▸ ЗАДАНИЯ К УПРАЖНЕНИЮ:
[a] Куда, согласно воспоминаниям о деревне в военные годы, возили сданные молоко и мясо?
[b] Допишите воспоминания о деревне в военные годы, начав сразу после их последнего предложения.

====== ИСХОДНЫЙ ОТРЫВОК

Самим ести было нечего. Все требовали сдавать. В правлении все время требовали. Сдавали и мясо, и молоко, и шерсть. Молоко и мясо возили в госпиталь, в Кир. Я сама несколько раз туда ездила. Сдавали мы и госпоставки. Зерно больше всего с нас требовали. Свиней не велели на мясо забивать. Все сдавай да сдавай. Куделю — и то сдавали. Сначала лен сеяли, ухаживали. Потом снимали его, мяли, трепали, сушили. Сами все делали. Сдавать-то жалко было, а надо. Денег нам не платили, а все трудоднями рассчитывались. Хлеба в селе давали по пять килограммов на человека на десять дней. Выходит, что по полкило в день. А я одна жила, мне хлеба-то не хватало. С тем поделишься, другому краюшку дашь. Семейным хлеба больше давали, но ничего, жили потихоньку. Всем ведь тогда трудно было.
Как-то раз нас опять с Танькой Федорихой заставили горох сеять. Дак мы с ней мешки увезли в поле, в ручей опустили и сверху ветками прикрыли, чтоб не унес никто. Все потом говорили: «Как это вам столько гороху надо было вымочить, а вы его вымочили и посеяли?» А председатель опять нас похвалил. А дядька Андрей мой опять ругался. Он старый уже был, вот и ворчал все время.
Осталось у нас в войну в деревне три старика. Вот один — мой дядька Андрей, он в кузне работал. Другой старик, Егор Михайлович, сторожем был, он уж еле волочился, а все ж пользу приносил. Ходил вокруг склада да магазина. В магазине-то тогда ничего не было: ни крупы, ни масла. А все равно как-то жили. Всем тогда тяжело жилось и ребятам-то тоже, хоть и немного их было. Помогали они нам на работе — сено подгребали, а кто постарше, дак как все работали.
Раз ребята за мной бегут: «Тетя Настасья, насыпли нам немного пшенички». А я, пока никто не видит, отсыпала им чуть-чуть, совсем немного. Да и рассказала, как сварить ее. Помыть сначала, покипятить, а потом уж и ести. Они сколь долго рады были. Потом зато и боронить помогали. Тоже то хлеба им унесешь краюху, то молока бутылку. Коровы тогда почти у всех были. Была и у меня корова, да убили ее потом.

============
====== ДАННЫЕ

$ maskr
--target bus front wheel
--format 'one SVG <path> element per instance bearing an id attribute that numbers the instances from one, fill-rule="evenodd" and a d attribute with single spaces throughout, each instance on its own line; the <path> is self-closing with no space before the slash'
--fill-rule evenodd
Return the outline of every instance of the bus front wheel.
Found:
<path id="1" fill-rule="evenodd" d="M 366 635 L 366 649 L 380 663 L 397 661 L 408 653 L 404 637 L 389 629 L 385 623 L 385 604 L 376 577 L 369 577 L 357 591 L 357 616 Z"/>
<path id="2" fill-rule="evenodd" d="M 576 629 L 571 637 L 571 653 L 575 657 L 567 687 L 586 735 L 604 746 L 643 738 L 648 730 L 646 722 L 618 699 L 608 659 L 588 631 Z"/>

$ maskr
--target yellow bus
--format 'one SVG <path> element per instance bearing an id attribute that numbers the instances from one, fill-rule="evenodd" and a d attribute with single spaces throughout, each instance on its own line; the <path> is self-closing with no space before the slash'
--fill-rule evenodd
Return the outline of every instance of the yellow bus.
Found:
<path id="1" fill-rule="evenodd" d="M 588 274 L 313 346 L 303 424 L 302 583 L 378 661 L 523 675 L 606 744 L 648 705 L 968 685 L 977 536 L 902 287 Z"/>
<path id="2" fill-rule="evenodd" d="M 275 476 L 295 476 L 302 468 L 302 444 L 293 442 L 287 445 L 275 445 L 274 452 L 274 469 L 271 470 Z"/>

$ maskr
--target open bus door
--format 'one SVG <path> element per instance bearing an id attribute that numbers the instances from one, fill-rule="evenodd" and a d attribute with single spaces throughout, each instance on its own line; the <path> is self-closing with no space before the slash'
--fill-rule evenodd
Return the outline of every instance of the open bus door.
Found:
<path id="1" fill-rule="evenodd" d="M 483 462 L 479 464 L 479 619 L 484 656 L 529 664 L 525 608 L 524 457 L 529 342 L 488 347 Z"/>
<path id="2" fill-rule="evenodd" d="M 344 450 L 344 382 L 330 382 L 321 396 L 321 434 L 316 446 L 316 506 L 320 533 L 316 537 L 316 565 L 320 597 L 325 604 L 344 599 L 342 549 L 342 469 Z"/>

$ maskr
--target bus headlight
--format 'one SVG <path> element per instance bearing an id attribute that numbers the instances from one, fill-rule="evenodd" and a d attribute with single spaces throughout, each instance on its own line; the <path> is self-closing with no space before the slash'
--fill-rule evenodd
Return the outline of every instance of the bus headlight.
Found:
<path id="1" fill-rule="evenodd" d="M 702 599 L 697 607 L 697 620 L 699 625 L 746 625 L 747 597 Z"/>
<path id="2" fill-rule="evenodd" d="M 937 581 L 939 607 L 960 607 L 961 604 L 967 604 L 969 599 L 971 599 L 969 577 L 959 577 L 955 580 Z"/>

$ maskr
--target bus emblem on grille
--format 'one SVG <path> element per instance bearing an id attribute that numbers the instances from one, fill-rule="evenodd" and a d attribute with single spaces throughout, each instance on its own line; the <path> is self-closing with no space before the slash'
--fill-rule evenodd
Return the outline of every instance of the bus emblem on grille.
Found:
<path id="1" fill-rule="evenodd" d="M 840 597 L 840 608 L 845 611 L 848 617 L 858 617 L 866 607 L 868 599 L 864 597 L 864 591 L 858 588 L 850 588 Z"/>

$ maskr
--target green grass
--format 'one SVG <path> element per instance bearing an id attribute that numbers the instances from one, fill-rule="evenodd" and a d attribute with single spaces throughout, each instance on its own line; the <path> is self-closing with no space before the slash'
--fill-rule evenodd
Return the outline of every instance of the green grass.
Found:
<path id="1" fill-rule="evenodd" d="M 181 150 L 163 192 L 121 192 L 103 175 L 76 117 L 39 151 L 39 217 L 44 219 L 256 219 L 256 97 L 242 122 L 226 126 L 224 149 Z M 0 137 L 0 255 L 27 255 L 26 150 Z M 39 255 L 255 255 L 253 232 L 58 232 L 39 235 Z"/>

============

▸ ОТВЕТЫ ПО ПОРЯДКУ:
[a] В госпиталь, в Кир.

[b]
Раз вечером корова домой не пришла. Гоняли их пасти на луга к реке. Я уж на ночь искать-то не пошла, а только на следующее утро ранехонько. Со мной еще девка пошла соседская, Катька ее звали. Ну и нашли от коровы убитой остатки. Я все расстраивалась, ревела. А ветеринар говорит: «Не убивайся так, даст тебе колхоз корову. Работница, как все говорят, ты хорошая, дадут, и все». А мне свою корову больно жалко было. Утром идут все своих коров в стадо провожать, а я иду реву, да и бабы-то со мной поревут. Тяжело было. А потом выделил мне колхоз коровенку, телочку маленькую, но и она молоко давала. Бабы-то все за меня просили в правлении, а потом всем миром и решили мне корову выделить.
Потом я все равно узнала, кто корову-то порешил. Это были мужики из Кирса. Тогда ведь у них тоже трудно с мясом-то было. Я и в суд никуда на них не подавала, не стала подавать. Люди мне говорили, что бесполезное это дело. А я все думала, что отольются им мои слезы, да так потом и стало. Развалились у них семьи.
Тяжело мне жилось. Хлеба тоже не хватало. В избе у нас тоже ничего особенного не было: стол, на котором ели, стол, на котором цветы стояли, скамейки, одна тоже с цветами, сундук с пожитками, зеркальце захудалое. Кровать еще стояла. Электричества не было. Лучины жгли, с керосином тогда трудно было. Редко очень керосиновую лампу жгли, когда кто-нибудь в гости приходил. Посуда была вся глиняная. Ведра у меня деревянные были, но и два железных ведра было. Это ценность. Было много лагунов, корчаг, кринок. Одежда была домотканая. У меня только одно хорошее плюшевое пальто было. Оно потом износилось, так я потом из него жакет сделала. Полы у него подрезала и подшила. Жакет до сих пор цел. Я и сейчас его ношу.
Умела я тогда и с ружьем обращаться. Ходила уток стрелять. Раз даже несколько убила и иду по селу, а председатель увидел и засмеялся: «Вот, — говорит, — баба-то дичи настреляла, даже охотиться умеет». Я из ружья много раз стреляла. Тогда из Вятлага беглые часто сбегали. И у нас в село часто заходили. Я ночью сплю, слышу, кто-то во дворе копошится, двери состукали. Я встала, ружье взяла. Оно у меня всегда заряжено было. Вышла в сени и кричу: «Кто там?» Никто не отвечает. Я выставила ружье в маленькое окошечко над дверью, да и бахнула. Кто-то побежал. Да я и не метилась ни в кого, только так выстрелила, для испуга.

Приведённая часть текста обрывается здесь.